The task: Lines in the records below that contain the word "white" must each be copied.

[Data — start]

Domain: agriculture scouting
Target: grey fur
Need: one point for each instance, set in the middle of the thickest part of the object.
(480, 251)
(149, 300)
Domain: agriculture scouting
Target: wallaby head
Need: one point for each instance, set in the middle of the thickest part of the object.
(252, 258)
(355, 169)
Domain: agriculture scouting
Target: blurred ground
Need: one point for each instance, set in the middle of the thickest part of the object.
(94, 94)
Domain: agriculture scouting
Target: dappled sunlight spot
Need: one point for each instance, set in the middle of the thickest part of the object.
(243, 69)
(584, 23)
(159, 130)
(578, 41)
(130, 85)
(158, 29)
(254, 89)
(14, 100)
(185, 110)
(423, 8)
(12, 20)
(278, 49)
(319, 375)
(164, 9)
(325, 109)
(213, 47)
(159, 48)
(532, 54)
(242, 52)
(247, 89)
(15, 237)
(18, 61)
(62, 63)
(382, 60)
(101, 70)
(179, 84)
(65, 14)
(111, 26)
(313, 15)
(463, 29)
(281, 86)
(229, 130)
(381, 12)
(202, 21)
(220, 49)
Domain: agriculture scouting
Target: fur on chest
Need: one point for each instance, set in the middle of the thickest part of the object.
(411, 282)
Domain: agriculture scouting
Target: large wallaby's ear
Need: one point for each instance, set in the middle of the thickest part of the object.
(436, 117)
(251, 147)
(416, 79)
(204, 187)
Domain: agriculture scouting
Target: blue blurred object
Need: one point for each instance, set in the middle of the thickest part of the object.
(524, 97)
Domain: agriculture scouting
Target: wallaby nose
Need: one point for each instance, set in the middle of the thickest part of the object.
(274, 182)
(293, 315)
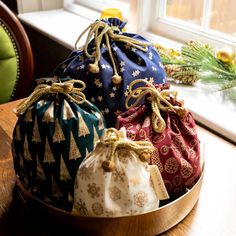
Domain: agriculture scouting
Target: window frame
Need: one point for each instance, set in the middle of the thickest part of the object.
(178, 30)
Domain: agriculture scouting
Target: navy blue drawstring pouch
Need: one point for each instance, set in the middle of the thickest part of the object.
(108, 62)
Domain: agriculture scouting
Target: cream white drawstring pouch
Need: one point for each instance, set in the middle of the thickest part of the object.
(116, 180)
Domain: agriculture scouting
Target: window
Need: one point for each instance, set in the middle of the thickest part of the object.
(205, 21)
(81, 7)
(210, 21)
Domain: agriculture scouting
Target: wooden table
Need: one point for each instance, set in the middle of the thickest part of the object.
(214, 214)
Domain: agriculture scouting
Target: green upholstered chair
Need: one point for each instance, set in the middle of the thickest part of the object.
(16, 59)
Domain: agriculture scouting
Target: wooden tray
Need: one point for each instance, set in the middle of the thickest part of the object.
(151, 223)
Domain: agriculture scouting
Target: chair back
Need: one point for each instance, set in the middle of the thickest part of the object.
(16, 58)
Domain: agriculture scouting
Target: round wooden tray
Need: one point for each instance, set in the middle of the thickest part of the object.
(151, 223)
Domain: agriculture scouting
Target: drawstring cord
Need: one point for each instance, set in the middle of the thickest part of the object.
(67, 88)
(113, 138)
(100, 30)
(159, 101)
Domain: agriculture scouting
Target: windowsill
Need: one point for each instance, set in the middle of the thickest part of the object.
(208, 109)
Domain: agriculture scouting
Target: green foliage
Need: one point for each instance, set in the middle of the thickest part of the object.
(201, 60)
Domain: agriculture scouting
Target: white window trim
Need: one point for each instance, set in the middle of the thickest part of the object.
(194, 96)
(157, 24)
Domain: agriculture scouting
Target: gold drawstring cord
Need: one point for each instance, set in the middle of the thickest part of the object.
(114, 139)
(67, 88)
(159, 101)
(100, 29)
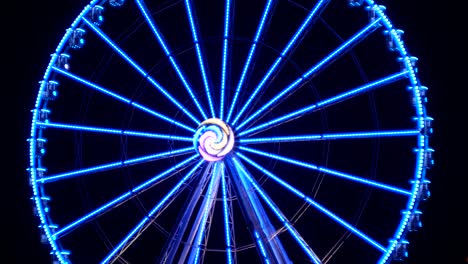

[Data — finish]

Solution below:
Target: cream white drawstring pouch
Target: white window trim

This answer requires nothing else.